- **Aim of the exercise**
Extract every line in the rows below that contains the string "cardboard", treating uppercase and lowercase as different.

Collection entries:
+--
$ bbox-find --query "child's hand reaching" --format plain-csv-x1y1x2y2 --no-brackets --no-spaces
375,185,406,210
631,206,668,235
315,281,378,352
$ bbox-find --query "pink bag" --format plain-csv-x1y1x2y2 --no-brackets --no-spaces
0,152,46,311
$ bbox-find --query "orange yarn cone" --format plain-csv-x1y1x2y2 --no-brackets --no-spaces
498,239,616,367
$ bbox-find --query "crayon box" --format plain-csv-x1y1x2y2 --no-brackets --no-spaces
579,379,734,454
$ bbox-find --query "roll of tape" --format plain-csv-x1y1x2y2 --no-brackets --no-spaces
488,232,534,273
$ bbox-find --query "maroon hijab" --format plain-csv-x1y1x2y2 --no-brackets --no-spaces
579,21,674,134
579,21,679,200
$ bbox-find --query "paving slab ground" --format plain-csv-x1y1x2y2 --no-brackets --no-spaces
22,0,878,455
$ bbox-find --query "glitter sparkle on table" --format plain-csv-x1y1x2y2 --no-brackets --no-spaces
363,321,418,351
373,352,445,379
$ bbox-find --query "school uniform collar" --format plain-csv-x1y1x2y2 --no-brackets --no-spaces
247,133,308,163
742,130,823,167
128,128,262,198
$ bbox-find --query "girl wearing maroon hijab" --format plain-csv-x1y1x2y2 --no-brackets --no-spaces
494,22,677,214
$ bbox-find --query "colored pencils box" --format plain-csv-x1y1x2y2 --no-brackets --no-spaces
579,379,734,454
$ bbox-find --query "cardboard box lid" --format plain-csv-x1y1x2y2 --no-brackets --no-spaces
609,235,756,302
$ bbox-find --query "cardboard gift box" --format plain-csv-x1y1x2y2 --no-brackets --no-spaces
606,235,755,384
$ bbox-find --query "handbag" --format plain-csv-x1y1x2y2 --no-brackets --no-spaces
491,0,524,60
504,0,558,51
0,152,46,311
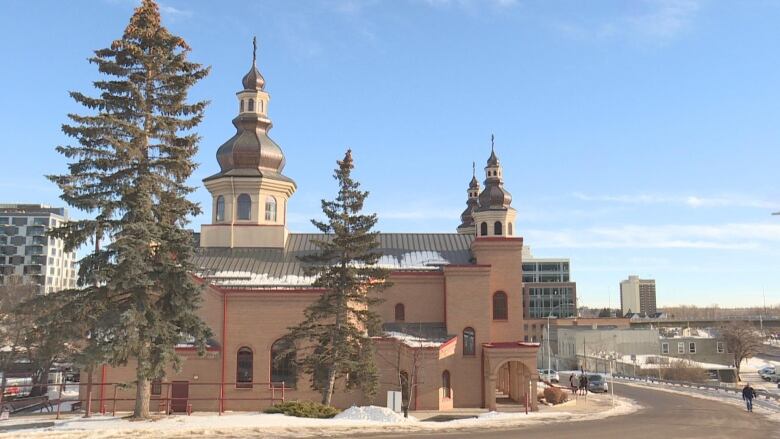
+--
- **Full answer**
$ bbox-find --query "cardboard box lid" --format plain-csv-x1y1x2y2 --no-brackets --no-spaces
$ bbox-find --query "cardboard gift box" --format plain-csv-x1y1x2y2 --no-brackets --no-spaces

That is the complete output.